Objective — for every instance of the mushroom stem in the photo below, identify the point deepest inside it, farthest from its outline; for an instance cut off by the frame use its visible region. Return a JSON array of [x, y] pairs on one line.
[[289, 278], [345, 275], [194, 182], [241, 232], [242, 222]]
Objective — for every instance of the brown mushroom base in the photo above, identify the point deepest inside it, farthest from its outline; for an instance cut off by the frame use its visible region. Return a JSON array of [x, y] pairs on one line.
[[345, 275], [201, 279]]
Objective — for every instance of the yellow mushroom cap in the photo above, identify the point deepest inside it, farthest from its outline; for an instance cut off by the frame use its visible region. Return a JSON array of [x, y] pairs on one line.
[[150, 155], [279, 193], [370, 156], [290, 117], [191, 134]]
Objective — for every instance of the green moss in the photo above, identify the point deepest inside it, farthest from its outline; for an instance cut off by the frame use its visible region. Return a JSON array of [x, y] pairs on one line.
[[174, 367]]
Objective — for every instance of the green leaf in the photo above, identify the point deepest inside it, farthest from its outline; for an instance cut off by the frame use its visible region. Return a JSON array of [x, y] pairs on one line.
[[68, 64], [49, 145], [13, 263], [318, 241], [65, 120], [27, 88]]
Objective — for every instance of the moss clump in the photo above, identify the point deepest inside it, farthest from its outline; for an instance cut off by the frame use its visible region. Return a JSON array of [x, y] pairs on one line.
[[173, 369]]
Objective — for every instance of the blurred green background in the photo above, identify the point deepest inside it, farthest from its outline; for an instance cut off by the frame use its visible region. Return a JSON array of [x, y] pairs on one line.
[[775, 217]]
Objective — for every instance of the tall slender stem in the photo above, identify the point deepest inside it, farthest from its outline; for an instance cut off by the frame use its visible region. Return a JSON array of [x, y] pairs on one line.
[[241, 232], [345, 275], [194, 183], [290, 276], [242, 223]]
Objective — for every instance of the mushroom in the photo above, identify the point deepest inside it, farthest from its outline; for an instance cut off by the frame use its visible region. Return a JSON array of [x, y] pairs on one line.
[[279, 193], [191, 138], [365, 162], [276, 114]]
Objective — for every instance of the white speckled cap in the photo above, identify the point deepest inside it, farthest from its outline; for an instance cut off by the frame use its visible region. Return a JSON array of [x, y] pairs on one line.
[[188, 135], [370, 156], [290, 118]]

# TASK REQUIREMENTS
Reproduce the material above word for word, from its first line through the line holding "[[173, 369]]", both ends included.

# COMPLETE ANSWER
Objective — for every instance of the mushroom stem in the photo below, identify the point deepest inside it, farthest from its outline; for an instance cut off by the frame use its visible region. Return a JSON array of [x, y] pairs on one line.
[[289, 278], [345, 275], [194, 182], [241, 232], [242, 222]]
Objective — for every instance of the brown mushroom base in the photo above, identify the point deepest inside it, farthest from its outline; for an instance cut off by the frame use its visible region. Return a JSON array of [x, y] pairs on one line.
[[345, 275], [201, 279]]
Objective — for every instance of the yellow mushroom cap in the photo above, identify the point deepest inside it, farthest from its outline; for an instance cut off by the frame use its visible region. Return a JSON array of [x, y] pairs on one line.
[[150, 155], [279, 193], [370, 156], [290, 117], [191, 134]]
Objective — for every instance of the green moss in the photo above, identify the point deepest inside it, farthest from its outline; for an instance cut off by the frame use its visible region. Return a JSON array of [x, y] pairs on one line.
[[174, 367]]
Objective — for every instance of the green leaf in the photo above, identify the point deepest inside it, farthest from its outline; for an instance cut off by the frame use its visible region. Return a JSON array of [x, y] pairs on one line.
[[68, 64], [49, 145], [13, 263], [318, 241], [65, 120], [27, 88]]
Objective — for every instance of the moss clump in the photo above, identify the point deepest inside it, farthest from its outline; for an instance cut off by the frame use its visible region. Return a JSON array of [x, y] pairs on one line.
[[173, 369]]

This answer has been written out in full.